» **INSTRUCTIONS FOR THE TASK**:
Substitute "consider" for every "ask yourself" in the lines below, keeping everything else unchanged, and leave the pictures out of your answer.

» **DATA LINES**:
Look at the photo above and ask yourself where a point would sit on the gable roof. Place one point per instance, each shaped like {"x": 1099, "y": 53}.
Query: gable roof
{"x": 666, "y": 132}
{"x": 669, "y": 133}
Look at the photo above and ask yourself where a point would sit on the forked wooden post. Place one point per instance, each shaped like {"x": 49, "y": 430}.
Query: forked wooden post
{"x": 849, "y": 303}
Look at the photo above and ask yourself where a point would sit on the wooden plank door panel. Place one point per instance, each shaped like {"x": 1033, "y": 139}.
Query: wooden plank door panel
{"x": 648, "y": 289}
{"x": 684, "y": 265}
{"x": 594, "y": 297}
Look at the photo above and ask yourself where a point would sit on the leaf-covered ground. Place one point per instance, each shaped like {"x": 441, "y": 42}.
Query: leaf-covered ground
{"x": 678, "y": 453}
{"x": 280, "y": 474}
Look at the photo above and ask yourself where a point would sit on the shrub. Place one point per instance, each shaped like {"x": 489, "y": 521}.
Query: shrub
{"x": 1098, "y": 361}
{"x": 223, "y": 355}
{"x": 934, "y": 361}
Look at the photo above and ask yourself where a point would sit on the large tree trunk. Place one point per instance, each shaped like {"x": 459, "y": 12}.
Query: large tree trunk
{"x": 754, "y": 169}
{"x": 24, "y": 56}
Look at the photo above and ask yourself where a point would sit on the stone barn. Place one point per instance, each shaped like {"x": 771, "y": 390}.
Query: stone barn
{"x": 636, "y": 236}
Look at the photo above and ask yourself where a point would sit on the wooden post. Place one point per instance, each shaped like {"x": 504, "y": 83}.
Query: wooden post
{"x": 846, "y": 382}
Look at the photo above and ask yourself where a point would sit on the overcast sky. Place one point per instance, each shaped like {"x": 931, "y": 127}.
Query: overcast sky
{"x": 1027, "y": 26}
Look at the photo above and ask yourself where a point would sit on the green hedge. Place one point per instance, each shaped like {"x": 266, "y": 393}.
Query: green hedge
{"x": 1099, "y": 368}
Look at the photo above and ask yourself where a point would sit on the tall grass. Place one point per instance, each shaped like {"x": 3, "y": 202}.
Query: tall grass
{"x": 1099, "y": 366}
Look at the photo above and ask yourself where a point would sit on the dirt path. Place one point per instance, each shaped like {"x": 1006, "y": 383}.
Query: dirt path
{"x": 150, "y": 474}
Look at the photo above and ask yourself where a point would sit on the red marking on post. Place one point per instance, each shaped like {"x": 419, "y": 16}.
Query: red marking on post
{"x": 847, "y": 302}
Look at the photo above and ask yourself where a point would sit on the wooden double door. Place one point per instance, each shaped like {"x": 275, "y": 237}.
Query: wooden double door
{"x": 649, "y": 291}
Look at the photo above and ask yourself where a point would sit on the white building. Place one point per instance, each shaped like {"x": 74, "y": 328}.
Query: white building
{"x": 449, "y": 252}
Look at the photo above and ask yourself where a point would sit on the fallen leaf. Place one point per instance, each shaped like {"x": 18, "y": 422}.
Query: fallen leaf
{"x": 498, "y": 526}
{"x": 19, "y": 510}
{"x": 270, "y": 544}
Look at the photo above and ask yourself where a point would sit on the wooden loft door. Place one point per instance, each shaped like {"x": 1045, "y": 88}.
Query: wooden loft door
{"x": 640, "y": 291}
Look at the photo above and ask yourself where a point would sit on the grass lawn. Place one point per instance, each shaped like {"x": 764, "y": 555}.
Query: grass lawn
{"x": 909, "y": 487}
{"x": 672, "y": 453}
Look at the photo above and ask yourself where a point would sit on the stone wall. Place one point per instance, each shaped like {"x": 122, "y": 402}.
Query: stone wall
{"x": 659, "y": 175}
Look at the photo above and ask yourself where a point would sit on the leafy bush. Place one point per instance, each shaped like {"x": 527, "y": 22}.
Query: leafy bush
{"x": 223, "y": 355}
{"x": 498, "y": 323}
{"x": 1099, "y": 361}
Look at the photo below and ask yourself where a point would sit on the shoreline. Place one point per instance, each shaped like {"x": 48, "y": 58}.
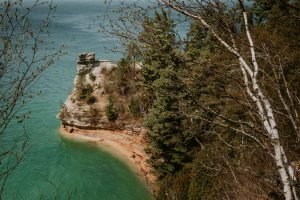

» **RIGHT ANSWER**:
Look at the photo above and consider where a point would sit on the gable roof. Place one point per instance, each shaped like {"x": 1099, "y": 53}.
Query: gable roof
{"x": 666, "y": 132}
{"x": 669, "y": 133}
Look at the photo above and consider where a point would sit on the forked wooden post. Place one point per instance, each shaped like {"x": 49, "y": 430}.
Query: forked wooden post
{"x": 849, "y": 303}
Look at the photo above and consider where a point would sit on the wooden plank door panel. Place one point per instance, each shaped like {"x": 1033, "y": 139}.
Query: wooden plank door panel
{"x": 648, "y": 289}
{"x": 684, "y": 265}
{"x": 594, "y": 297}
Look at the photo above and consider where a point would sit on the leaf-covered ground. Place one point per instance, each shaped like {"x": 441, "y": 42}.
Query: leaf-covered ground
{"x": 678, "y": 453}
{"x": 280, "y": 474}
Look at the photo above and consider where a point would sit on the shrub. Place one point per instance, each shaped like {"x": 489, "y": 521}.
Query: shrub
{"x": 1098, "y": 361}
{"x": 223, "y": 355}
{"x": 934, "y": 361}
Look at the photo above and consider where a point would sit on the large tree trunk. Place one point per instance, each shaped like {"x": 459, "y": 12}.
Query: large tree trunk
{"x": 754, "y": 169}
{"x": 24, "y": 56}
Look at the photo above and consider where a point would sit on the stone barn. Place one point per instance, each shaped like {"x": 771, "y": 390}.
Query: stone barn
{"x": 636, "y": 236}
Look at the photo above and consider where a point would sit on the wooden post. Place one point per instance, each shaped like {"x": 504, "y": 83}.
Query: wooden post
{"x": 846, "y": 382}
Look at the photo above and consider where a point would sit on the overcast sky. Place one point per instance, each shaped like {"x": 931, "y": 127}.
Query: overcast sky
{"x": 1027, "y": 26}
Look at the photo above and consider where a point would sit on the green hedge. Place one point per instance, each shaped like {"x": 266, "y": 393}.
Query: green hedge
{"x": 1099, "y": 368}
Look at the photo above and consider where a point would sit on the tall grass. Place one point per instance, each shaped like {"x": 3, "y": 202}.
Query: tall grass
{"x": 1099, "y": 366}
Look at the photo above and consider where a point would sit on the dirt path. Place one point per instance, each shaped like {"x": 1006, "y": 383}.
Query: dirt path
{"x": 150, "y": 474}
Look at the photo above and consider where a point would sit on the red marking on post. Place one point per instance, each shaped like {"x": 419, "y": 16}.
Query: red marking on post
{"x": 847, "y": 302}
Look at the photo above and consider where a point would sit on the wooden double door. Place one point per instance, each shaped like {"x": 275, "y": 237}.
Query: wooden double door
{"x": 649, "y": 291}
Look at the photo above and consider where a point would sit on the white building. Place one point per instance, each shaped like {"x": 74, "y": 328}.
Query: white building
{"x": 449, "y": 252}
Look at the photo above and consider where a point would sit on the fallen leaf. Place one point per instance, each shaped like {"x": 18, "y": 422}.
Query: fallen leaf
{"x": 498, "y": 526}
{"x": 19, "y": 510}
{"x": 270, "y": 544}
Look at the photo above and consider where a point would sit on the wooden loft door. Place one point per instance, each shaped like {"x": 1045, "y": 88}.
Query: wooden loft door
{"x": 640, "y": 291}
Look at the photo above and consider where a point would sit on the grass lawn. Place one point per instance, each shaped like {"x": 764, "y": 555}.
Query: grass lawn
{"x": 909, "y": 487}
{"x": 672, "y": 453}
Look at the photo above and consider where a point would sit on the stone wall. Place one point per instance, each shaped like {"x": 122, "y": 402}.
Query: stone wall
{"x": 659, "y": 175}
Look at the photo above and consider where a point would sit on the leafy bush. Place one point per instance, each shaped like {"x": 527, "y": 22}.
Query: leafy bush
{"x": 223, "y": 355}
{"x": 498, "y": 323}
{"x": 1099, "y": 361}
Look at the photo below and consider where a point would sit on the shoreline. Place one point per instance, each shaped like {"x": 48, "y": 58}.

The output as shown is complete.